Dataset excerpts
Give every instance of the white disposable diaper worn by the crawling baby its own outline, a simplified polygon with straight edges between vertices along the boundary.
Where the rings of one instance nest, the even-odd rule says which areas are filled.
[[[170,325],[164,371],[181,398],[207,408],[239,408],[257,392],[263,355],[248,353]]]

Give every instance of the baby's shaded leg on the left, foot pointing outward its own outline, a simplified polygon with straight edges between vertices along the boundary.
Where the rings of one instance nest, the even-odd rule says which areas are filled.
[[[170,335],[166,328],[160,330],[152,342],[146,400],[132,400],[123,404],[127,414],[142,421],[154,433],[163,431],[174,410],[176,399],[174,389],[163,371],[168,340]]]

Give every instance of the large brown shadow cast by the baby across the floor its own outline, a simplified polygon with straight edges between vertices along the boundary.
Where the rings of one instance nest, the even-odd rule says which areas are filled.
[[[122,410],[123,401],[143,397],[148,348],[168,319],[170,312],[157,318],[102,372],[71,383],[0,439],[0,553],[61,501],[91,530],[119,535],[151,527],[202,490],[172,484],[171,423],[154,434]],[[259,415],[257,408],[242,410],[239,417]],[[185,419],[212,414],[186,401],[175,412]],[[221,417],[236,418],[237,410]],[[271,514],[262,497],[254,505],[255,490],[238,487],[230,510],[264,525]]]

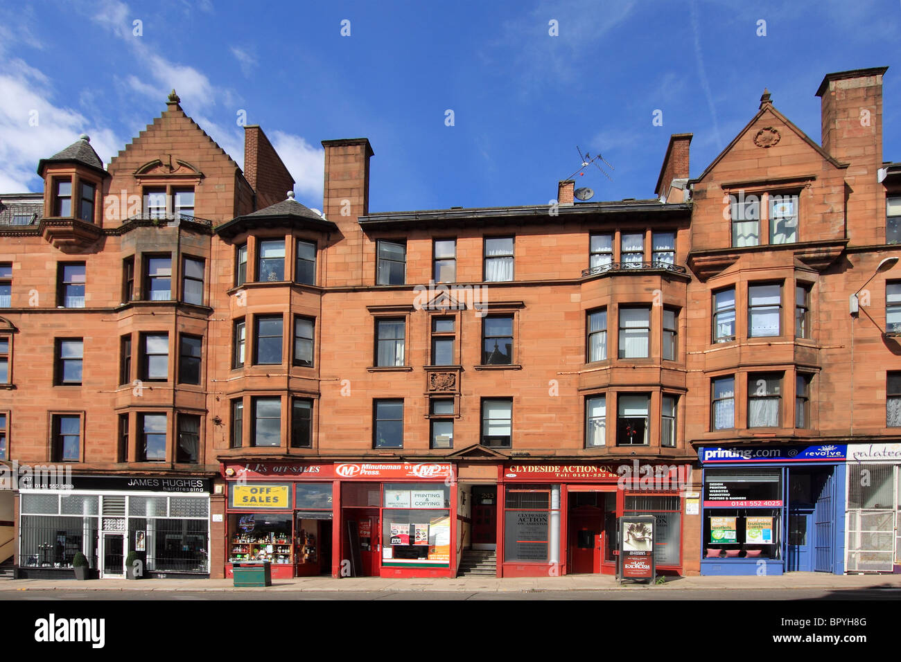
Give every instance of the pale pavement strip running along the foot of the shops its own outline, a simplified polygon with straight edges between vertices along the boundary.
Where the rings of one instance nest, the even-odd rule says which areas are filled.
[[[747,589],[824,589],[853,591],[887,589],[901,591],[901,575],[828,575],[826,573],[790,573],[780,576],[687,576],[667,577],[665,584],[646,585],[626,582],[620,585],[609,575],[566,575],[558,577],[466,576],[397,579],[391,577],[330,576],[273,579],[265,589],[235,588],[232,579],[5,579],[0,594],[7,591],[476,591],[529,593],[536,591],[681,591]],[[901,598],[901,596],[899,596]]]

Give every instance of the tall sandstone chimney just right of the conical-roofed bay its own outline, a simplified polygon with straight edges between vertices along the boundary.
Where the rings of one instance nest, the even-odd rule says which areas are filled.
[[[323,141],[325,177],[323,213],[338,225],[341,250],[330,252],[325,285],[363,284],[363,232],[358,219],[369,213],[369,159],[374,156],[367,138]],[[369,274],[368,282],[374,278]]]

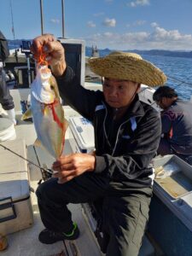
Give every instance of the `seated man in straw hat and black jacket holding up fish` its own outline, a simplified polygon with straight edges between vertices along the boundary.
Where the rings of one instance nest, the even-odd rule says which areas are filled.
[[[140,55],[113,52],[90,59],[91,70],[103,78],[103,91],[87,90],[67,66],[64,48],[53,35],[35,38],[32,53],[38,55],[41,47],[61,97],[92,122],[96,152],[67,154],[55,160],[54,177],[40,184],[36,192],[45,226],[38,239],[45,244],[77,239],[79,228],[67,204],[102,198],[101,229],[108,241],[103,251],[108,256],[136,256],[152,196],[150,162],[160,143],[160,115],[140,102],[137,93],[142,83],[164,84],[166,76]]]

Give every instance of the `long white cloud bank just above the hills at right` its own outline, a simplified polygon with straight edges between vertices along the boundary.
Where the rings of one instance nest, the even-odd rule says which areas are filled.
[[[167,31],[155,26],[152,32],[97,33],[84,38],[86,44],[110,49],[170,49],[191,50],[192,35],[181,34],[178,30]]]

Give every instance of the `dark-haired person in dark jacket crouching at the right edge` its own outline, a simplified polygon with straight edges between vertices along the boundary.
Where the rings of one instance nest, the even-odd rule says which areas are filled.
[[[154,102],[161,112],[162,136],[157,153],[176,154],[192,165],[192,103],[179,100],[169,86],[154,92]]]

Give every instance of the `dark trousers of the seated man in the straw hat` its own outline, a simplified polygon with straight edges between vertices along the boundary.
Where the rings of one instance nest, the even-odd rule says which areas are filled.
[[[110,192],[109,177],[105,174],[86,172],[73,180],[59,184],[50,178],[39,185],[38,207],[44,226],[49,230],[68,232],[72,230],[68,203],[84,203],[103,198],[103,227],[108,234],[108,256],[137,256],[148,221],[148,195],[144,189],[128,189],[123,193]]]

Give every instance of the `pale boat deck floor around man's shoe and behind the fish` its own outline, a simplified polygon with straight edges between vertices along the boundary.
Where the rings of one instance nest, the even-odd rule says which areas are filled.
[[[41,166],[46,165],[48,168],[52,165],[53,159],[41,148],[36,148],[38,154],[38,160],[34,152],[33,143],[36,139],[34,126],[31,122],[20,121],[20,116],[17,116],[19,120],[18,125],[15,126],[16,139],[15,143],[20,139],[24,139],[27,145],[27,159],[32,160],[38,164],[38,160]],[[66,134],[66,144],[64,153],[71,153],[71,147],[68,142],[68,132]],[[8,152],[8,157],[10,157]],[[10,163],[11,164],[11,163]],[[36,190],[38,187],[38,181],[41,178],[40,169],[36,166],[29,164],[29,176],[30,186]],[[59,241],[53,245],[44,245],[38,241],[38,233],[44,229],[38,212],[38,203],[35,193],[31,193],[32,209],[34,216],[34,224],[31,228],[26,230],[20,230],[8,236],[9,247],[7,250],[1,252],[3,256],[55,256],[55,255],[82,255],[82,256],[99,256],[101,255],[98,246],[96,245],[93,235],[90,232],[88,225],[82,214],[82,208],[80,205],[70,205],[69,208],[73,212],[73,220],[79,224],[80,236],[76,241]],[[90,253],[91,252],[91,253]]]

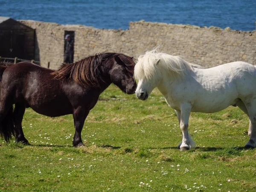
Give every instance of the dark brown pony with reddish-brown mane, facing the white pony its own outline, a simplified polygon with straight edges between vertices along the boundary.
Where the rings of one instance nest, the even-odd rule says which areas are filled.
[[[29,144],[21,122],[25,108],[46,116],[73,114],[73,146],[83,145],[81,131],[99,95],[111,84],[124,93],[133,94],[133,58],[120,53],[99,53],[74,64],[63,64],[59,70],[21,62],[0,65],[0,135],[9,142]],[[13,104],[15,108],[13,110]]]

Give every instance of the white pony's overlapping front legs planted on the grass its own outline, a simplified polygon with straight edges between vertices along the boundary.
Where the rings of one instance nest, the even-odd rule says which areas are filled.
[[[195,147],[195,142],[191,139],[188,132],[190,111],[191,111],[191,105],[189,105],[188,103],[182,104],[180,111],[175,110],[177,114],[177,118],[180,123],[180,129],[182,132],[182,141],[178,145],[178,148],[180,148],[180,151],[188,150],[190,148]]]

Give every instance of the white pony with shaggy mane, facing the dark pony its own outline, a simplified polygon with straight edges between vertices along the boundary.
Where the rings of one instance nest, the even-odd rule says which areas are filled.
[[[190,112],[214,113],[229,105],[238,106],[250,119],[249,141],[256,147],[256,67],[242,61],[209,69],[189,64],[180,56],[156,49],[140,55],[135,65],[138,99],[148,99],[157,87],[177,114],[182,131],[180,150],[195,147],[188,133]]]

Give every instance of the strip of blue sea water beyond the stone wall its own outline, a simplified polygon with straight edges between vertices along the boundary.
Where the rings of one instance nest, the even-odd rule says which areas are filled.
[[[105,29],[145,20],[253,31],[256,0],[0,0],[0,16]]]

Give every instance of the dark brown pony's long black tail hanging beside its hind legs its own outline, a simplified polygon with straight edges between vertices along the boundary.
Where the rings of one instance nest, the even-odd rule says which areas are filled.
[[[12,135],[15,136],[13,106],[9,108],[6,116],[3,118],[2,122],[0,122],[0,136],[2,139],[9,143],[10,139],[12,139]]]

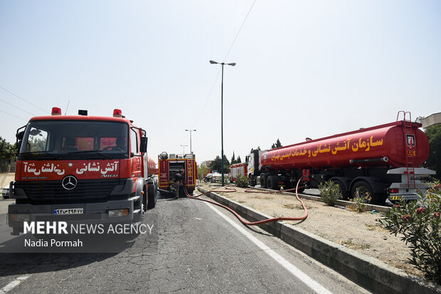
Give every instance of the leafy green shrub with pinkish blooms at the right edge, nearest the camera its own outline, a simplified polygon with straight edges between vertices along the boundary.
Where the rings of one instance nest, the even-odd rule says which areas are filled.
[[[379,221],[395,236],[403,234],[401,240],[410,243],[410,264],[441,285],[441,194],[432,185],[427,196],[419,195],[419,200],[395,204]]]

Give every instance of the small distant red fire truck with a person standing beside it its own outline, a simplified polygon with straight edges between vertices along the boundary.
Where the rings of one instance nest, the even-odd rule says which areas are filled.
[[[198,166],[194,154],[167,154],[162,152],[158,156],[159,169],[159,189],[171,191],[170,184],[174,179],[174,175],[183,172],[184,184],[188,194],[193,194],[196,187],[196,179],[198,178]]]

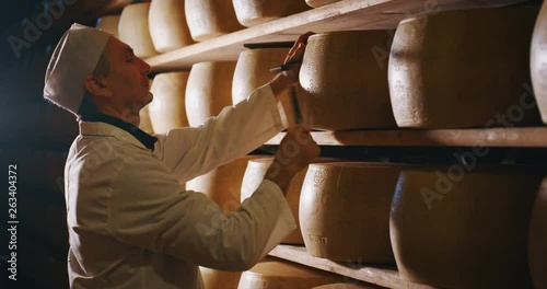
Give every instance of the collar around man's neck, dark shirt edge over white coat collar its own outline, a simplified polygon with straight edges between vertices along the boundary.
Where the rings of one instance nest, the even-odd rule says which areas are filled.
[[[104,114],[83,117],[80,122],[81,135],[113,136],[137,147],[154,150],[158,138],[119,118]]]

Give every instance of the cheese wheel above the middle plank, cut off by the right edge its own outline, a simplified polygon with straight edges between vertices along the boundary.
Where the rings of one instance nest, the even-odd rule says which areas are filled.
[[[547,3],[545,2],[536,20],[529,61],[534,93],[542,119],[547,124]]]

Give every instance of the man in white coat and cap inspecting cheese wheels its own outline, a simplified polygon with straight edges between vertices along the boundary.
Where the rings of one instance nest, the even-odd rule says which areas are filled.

Work to complete:
Go through the data above and copy each line in which "seated" appears.

Response area:
Give every instance of the `seated man in straw hat and black jacket holding up fish` its own outline, a simplified polygon with straight edges between vertices along the boundary.
Give every instance of the `dark trousers of the seated man in the straw hat` its own outline, a simplified polygon with straight edges between vertices along the boundary.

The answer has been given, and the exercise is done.